Given data: Begin

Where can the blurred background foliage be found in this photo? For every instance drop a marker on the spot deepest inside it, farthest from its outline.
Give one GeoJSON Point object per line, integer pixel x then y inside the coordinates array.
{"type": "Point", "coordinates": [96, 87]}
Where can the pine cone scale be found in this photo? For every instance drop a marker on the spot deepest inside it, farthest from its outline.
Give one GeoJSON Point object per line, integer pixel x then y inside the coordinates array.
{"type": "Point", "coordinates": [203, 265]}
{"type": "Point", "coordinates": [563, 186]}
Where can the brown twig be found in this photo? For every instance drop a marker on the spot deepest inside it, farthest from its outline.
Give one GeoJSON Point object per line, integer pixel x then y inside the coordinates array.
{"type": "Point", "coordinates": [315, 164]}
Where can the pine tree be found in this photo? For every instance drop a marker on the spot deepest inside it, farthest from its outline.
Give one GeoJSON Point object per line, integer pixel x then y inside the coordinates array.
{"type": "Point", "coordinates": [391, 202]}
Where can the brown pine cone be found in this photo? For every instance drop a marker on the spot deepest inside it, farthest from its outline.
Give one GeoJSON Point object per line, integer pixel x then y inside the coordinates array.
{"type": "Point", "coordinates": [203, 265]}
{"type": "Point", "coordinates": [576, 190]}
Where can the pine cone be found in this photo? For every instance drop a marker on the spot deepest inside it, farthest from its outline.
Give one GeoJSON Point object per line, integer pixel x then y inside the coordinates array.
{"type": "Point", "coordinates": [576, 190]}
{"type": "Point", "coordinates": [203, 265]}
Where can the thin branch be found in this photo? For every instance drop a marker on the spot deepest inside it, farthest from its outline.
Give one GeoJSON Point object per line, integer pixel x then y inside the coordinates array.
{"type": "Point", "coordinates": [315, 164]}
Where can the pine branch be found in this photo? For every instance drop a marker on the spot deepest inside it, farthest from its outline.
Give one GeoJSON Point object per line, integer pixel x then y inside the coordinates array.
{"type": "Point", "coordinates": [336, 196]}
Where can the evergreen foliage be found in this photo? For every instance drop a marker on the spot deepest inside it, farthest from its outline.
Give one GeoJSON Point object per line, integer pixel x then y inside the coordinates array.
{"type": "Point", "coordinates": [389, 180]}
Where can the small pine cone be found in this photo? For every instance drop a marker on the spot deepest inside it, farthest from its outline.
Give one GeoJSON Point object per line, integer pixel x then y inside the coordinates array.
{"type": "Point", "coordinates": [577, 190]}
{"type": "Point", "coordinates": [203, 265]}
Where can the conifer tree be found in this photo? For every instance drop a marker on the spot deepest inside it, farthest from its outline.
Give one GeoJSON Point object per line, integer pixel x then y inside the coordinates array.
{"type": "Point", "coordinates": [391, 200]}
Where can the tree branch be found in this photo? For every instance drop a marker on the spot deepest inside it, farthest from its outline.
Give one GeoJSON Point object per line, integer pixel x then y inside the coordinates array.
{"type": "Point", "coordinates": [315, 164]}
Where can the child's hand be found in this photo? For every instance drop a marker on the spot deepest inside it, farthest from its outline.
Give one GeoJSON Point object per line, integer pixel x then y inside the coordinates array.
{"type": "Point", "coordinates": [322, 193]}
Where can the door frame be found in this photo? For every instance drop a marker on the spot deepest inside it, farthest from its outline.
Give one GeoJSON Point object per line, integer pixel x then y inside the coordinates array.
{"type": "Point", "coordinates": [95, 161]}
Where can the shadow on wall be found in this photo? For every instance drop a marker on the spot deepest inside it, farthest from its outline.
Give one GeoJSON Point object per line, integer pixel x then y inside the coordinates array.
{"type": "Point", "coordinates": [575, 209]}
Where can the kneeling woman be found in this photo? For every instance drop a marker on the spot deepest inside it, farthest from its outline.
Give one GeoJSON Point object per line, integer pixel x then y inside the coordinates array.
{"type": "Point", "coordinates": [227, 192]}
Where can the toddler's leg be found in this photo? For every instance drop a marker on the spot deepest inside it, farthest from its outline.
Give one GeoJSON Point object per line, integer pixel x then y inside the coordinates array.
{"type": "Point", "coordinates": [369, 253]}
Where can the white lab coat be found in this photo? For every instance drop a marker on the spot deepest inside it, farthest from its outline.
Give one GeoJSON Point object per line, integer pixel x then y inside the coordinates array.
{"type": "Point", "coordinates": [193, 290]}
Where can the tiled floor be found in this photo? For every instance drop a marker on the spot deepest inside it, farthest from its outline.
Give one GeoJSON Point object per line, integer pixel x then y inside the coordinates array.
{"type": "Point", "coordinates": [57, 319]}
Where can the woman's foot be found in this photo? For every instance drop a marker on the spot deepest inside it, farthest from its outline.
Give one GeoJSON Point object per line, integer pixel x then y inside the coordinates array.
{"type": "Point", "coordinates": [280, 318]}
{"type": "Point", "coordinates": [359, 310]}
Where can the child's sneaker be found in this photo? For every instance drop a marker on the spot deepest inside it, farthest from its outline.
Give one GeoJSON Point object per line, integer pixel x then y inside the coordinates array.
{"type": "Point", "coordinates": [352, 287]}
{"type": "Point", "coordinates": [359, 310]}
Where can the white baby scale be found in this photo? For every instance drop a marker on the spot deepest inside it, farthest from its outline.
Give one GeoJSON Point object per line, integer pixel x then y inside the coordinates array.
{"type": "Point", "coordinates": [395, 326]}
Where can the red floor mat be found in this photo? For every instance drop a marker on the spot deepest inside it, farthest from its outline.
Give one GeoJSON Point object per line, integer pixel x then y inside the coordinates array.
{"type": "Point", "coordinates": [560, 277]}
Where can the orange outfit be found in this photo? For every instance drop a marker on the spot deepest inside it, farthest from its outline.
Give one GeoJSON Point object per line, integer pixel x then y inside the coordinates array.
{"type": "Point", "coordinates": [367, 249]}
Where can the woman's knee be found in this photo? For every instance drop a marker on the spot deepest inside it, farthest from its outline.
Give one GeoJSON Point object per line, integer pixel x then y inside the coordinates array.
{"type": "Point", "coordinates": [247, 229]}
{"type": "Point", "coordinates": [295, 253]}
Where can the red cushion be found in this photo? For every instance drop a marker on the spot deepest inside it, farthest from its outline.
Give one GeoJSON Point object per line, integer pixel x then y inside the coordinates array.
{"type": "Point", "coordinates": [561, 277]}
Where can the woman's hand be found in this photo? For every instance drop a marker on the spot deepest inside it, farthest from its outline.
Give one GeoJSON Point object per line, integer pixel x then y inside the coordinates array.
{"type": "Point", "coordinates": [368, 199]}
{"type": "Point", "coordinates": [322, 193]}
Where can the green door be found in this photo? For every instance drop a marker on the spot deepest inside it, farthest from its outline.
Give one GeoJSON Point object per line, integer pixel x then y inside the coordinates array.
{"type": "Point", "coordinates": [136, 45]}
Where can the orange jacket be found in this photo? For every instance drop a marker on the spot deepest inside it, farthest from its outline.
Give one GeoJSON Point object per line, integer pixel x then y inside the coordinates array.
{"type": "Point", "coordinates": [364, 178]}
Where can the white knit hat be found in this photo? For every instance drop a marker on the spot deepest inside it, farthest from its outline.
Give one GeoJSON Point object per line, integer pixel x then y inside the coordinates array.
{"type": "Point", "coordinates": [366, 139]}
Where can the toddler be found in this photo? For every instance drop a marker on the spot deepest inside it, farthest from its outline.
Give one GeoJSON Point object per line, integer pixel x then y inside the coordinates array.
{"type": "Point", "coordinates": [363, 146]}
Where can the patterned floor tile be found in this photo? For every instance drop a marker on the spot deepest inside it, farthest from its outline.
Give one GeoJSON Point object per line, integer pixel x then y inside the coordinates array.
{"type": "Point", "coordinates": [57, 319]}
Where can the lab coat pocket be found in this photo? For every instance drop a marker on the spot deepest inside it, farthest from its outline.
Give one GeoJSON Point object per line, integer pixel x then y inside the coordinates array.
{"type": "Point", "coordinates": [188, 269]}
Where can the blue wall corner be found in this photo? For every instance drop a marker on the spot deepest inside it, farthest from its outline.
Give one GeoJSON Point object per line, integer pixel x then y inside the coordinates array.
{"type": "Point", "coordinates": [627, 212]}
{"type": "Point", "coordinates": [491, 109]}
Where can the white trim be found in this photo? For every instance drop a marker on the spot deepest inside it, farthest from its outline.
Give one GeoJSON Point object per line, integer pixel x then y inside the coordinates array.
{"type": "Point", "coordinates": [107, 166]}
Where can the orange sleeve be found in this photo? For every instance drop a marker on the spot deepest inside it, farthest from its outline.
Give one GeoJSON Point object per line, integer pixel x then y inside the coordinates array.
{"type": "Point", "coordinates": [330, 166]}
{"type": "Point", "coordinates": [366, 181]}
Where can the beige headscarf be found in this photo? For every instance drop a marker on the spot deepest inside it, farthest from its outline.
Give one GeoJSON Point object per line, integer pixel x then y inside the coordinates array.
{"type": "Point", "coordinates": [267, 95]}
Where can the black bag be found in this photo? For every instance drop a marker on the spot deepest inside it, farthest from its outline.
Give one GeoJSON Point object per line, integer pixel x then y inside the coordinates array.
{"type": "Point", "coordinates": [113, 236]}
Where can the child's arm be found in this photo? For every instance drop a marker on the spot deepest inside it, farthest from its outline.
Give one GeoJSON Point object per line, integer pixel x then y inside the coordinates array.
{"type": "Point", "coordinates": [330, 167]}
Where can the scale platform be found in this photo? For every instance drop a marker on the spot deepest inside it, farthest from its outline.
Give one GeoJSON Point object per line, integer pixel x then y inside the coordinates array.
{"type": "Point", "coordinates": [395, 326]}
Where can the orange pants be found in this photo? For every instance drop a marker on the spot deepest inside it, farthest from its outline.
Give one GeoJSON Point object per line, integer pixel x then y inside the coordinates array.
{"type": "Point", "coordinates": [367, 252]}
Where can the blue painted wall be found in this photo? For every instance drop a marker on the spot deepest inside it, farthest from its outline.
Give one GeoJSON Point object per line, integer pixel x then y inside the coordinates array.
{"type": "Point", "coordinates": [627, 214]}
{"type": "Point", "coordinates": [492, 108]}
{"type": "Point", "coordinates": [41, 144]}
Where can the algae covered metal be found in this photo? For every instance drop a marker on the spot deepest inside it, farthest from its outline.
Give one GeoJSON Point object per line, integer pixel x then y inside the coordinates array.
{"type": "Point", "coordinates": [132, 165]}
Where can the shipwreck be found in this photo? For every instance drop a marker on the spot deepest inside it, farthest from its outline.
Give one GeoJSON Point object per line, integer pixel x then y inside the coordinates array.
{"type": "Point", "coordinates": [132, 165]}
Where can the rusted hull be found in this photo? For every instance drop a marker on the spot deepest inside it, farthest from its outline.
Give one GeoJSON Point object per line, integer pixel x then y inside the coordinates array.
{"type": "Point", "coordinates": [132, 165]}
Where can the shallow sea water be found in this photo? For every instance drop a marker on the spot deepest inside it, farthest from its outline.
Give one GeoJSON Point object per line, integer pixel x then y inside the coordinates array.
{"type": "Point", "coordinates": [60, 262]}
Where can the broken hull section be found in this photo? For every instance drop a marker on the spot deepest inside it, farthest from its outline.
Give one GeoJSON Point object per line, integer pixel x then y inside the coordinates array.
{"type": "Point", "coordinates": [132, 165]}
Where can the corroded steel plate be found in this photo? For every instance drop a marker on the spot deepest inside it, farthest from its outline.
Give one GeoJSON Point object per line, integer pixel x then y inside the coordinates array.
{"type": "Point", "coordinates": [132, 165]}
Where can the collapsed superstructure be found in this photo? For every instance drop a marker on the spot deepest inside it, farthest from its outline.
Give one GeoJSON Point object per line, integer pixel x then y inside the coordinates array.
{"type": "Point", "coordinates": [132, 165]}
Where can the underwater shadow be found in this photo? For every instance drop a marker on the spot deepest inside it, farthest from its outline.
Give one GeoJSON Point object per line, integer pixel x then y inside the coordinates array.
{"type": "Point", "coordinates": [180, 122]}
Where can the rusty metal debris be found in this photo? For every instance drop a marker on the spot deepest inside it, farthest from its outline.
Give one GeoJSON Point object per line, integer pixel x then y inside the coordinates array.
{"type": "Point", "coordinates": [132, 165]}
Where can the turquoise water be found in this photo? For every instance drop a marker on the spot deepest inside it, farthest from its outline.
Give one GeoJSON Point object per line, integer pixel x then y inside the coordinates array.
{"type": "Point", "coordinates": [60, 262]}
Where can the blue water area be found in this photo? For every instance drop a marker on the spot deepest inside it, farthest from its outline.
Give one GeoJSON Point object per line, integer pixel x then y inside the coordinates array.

Given data: End

What is required
Could you restate word for word the lines above from the one containing "Where can the pine branch" through the one containing "Where can the door", both included, and nothing else?

Your response
Where can the pine branch be found in this photo? For every instance drop a marker on the spot deepest inside it, farthest from its outline.
Give one GeoJSON Point object per line, integer pixel x then y inside the coordinates array.
{"type": "Point", "coordinates": [336, 196]}
Where can the evergreen foliage be found in this photo? For every instance drop a marker on the spot deepest inside it, farthest from its outline.
Give one GeoJSON Point object per line, integer pixel x then y inside the coordinates array.
{"type": "Point", "coordinates": [389, 180]}
Where can the small pine cone be found in this photo? For every instance drop a marker on the spot deepest inside it, farthest from its outline.
Give one GeoJSON Point object per line, integer pixel x then y inside the coordinates array.
{"type": "Point", "coordinates": [577, 190]}
{"type": "Point", "coordinates": [203, 265]}
Where can the conifer tree be found in this photo? For every instance drop a marker on the spot deepest inside it, farthest from its outline.
Give one GeoJSON Point object per line, integer pixel x then y inside the coordinates array.
{"type": "Point", "coordinates": [391, 200]}
Where can the tree branch be found in this photo? For every instance drop a marker on the spot deepest inside it, farthest from its outline.
Give one GeoJSON Point object per line, integer pixel x then y inside the coordinates array.
{"type": "Point", "coordinates": [315, 164]}
Where can the child's hand be found in this photo? For every instance drop a marker on the spot deepest inside it, farthest from its outline.
Give one GeoJSON Point object per line, integer pixel x then y inside the coordinates array.
{"type": "Point", "coordinates": [322, 193]}
Where can the door frame be found in this photo? For every instance drop a marker on the spot deepest inside it, farthest from its outline.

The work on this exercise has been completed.